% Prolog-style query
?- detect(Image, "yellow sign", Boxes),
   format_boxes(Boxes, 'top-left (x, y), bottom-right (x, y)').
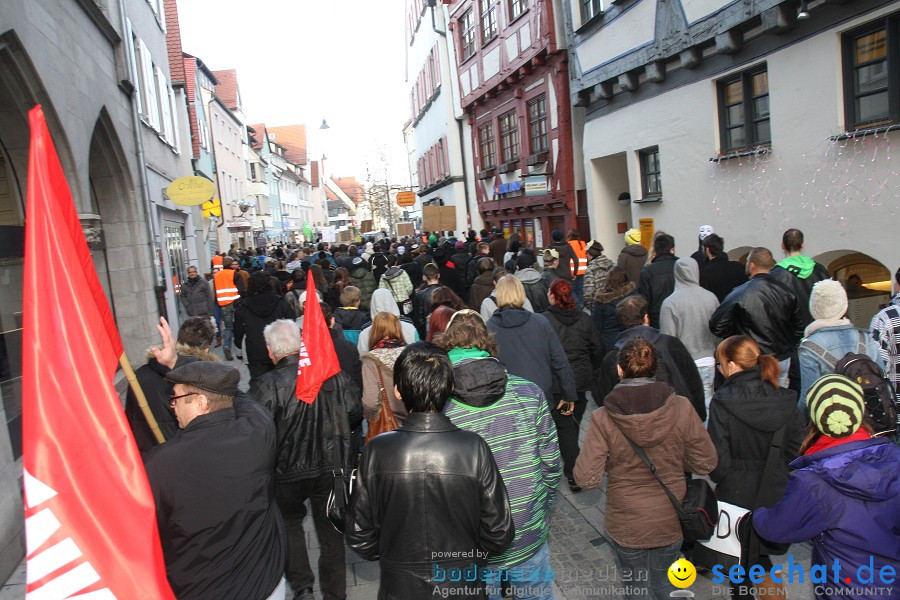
top-left (202, 198), bottom-right (221, 218)
top-left (396, 191), bottom-right (417, 207)
top-left (639, 218), bottom-right (654, 251)
top-left (165, 176), bottom-right (216, 206)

# # # # # # #

* WORK REQUEST *
Write out all the entries exactly, except for the pictures.

* WORKED SOLUTION *
% Prolog-style query
?- detect(Image, "yellow sign", Boxes),
   format_boxes(Boxes, 'top-left (x, y), bottom-right (x, y)').
top-left (202, 198), bottom-right (221, 218)
top-left (396, 191), bottom-right (417, 207)
top-left (639, 218), bottom-right (654, 251)
top-left (165, 176), bottom-right (216, 206)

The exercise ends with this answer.